*WORK TO DO:*
Repeat the records word for word, from the line containing "Can you find the cobblestone" through the last line of the records, both included.

*RECORDS FOR THE TASK:*
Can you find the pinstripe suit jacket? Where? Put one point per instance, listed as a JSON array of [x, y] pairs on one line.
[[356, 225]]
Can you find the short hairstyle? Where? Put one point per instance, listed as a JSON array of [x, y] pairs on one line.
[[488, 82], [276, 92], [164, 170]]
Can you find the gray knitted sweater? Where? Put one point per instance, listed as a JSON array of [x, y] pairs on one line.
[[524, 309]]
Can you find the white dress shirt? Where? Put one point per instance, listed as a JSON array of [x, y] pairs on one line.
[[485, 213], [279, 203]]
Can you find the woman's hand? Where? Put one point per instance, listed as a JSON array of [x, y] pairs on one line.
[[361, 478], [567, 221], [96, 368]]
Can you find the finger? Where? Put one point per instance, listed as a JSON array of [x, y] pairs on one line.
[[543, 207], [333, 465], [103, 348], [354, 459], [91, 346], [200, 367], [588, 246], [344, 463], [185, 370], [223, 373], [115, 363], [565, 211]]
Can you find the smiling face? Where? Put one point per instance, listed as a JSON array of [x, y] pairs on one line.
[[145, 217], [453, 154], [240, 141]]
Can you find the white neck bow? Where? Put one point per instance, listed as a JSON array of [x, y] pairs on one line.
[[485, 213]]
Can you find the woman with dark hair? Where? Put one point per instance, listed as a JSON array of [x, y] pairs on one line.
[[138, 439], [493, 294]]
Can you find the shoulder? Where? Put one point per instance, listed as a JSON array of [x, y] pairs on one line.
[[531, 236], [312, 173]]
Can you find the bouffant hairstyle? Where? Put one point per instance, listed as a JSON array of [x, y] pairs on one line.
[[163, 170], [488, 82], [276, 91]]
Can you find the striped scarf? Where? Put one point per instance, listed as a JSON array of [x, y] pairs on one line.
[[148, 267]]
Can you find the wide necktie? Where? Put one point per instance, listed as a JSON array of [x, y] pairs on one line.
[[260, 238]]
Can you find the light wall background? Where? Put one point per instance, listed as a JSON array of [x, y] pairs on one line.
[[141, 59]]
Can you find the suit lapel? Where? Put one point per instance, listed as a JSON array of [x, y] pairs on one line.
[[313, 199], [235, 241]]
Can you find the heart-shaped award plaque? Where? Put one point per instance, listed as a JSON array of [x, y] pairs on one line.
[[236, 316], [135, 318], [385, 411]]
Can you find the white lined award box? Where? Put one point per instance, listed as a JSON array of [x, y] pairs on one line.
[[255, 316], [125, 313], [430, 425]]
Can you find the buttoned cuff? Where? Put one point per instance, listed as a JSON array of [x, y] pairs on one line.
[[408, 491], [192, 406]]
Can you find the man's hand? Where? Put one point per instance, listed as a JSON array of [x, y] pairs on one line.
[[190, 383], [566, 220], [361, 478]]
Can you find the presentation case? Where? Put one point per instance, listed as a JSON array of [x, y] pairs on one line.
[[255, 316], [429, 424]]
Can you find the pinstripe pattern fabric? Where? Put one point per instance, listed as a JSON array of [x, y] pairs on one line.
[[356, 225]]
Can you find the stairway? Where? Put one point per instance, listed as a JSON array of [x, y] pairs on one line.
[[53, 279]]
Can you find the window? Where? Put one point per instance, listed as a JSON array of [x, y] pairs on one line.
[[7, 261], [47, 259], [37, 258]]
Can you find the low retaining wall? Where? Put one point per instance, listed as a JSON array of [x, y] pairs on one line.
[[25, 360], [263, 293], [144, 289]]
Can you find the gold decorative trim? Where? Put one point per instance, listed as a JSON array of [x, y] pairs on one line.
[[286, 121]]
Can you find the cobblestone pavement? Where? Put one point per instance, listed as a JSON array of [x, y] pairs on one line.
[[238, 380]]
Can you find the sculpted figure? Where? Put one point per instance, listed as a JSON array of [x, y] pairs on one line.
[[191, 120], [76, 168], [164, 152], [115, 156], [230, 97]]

*EXPECTED OUTPUT:*
Can you find the cobblestone pavement? Where? Put one point per instance, listed as a JSON array of [x, y] pairs on one line.
[[238, 380]]
Can you find the sculpted figure? Where? Put one point per instance, listed as a JSON array of [x, y] pairs on one line.
[[191, 120], [76, 168], [164, 152], [115, 156], [230, 97]]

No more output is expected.